[START]

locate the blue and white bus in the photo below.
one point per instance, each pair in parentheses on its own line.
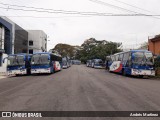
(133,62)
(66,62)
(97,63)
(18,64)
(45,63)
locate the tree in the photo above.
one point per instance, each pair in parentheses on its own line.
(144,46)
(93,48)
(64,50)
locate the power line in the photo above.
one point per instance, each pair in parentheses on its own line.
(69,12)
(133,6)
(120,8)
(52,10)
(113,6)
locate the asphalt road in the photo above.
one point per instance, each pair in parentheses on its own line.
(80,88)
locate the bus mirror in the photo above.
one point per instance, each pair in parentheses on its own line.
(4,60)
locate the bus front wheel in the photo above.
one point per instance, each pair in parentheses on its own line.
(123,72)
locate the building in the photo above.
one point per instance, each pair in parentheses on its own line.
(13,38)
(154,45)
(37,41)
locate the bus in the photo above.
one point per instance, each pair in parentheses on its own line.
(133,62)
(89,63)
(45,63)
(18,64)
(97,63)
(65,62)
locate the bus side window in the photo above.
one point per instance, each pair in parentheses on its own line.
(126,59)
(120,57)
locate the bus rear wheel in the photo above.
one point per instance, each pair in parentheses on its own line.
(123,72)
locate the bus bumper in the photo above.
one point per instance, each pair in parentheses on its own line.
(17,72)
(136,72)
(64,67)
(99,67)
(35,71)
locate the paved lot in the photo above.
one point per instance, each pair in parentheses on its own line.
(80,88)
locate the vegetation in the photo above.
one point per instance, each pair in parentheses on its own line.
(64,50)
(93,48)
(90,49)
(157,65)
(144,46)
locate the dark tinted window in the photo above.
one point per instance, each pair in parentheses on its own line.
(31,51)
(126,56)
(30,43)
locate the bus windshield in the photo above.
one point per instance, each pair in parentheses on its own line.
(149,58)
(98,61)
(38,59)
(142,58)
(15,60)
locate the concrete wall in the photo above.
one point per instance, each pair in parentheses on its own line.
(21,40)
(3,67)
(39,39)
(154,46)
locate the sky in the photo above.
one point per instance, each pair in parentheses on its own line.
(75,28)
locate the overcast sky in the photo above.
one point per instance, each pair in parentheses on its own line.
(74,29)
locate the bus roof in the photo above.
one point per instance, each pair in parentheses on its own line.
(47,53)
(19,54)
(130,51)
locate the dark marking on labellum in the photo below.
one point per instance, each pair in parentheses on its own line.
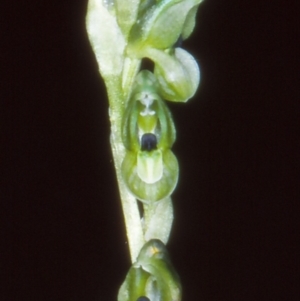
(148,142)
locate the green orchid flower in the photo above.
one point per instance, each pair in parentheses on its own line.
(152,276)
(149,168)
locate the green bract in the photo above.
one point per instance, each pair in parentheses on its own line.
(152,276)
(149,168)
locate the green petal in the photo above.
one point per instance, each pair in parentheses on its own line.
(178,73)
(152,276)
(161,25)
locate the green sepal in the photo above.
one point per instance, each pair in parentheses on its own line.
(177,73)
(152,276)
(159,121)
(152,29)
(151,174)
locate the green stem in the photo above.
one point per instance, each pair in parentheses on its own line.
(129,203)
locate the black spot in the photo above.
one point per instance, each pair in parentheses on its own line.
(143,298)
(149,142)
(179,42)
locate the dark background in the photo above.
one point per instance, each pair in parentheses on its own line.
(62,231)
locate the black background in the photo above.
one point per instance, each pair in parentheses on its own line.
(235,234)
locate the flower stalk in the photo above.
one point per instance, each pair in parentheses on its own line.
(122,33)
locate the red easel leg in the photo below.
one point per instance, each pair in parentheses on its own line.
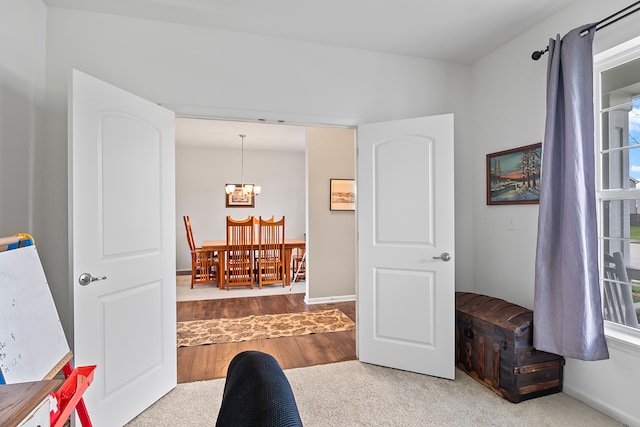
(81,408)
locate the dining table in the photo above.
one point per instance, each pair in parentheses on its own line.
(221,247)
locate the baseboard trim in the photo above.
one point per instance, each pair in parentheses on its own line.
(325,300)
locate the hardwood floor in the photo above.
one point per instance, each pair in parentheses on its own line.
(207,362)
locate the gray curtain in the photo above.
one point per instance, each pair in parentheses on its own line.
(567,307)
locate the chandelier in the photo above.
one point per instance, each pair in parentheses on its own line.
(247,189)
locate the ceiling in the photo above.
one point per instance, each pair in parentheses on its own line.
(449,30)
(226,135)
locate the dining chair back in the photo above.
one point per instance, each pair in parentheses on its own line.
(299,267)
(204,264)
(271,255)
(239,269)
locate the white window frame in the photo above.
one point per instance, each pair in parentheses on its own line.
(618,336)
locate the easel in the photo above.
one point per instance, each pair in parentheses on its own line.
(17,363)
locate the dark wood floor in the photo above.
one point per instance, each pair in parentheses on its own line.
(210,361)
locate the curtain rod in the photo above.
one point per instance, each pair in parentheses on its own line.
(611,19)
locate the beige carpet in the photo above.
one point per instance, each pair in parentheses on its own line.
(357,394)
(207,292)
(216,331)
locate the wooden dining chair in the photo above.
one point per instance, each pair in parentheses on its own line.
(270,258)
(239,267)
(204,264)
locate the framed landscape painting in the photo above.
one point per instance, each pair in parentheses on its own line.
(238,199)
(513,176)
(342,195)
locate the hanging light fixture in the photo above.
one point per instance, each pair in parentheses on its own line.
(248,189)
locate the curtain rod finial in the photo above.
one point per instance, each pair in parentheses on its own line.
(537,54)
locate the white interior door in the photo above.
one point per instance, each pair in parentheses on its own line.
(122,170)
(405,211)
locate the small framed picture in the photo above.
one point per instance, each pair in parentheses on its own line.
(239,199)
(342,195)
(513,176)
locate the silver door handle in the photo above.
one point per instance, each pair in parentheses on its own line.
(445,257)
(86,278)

[END]
[START]

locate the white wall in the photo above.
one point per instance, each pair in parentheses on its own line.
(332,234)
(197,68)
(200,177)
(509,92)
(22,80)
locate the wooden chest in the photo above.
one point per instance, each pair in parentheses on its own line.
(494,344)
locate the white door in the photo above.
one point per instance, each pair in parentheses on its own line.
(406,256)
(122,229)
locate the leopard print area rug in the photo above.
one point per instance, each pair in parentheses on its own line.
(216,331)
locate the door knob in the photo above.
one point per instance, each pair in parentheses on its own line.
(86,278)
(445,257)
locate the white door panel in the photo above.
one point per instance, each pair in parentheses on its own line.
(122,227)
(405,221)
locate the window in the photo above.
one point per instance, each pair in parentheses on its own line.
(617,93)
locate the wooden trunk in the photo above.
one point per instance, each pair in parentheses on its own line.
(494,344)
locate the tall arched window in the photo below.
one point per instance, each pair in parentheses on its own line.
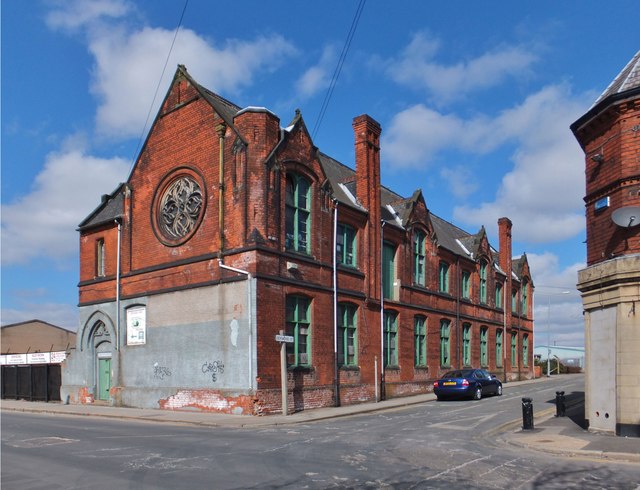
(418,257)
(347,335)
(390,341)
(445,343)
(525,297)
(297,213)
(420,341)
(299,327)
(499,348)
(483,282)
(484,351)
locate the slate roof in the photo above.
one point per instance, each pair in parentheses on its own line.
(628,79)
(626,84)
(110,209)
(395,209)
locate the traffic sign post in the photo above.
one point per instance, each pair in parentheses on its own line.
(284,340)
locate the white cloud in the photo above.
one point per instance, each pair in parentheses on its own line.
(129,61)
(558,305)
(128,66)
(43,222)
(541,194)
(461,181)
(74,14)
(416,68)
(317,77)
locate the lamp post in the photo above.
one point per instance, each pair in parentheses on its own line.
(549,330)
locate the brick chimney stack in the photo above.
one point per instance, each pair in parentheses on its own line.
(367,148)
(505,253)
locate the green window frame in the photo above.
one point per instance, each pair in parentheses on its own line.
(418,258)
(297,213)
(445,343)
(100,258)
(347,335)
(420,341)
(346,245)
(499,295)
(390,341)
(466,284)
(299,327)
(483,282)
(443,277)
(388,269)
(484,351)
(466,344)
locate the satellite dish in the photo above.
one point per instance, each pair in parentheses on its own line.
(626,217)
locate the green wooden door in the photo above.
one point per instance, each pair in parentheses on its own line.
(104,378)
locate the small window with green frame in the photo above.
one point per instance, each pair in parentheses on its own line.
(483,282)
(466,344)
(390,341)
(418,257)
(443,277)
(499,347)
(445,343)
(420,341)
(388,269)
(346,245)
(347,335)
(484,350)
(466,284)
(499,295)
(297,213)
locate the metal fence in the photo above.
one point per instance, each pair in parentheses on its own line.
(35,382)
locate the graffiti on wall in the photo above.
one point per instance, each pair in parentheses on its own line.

[END]

Gather every line in the listing above that contains the string "wall", copying each one in full. Match case exactly.

## Final answer
locate the concrete wall in the photo above.
locate the white wall in the photo above.
locate the graffiti on wall in the photo above.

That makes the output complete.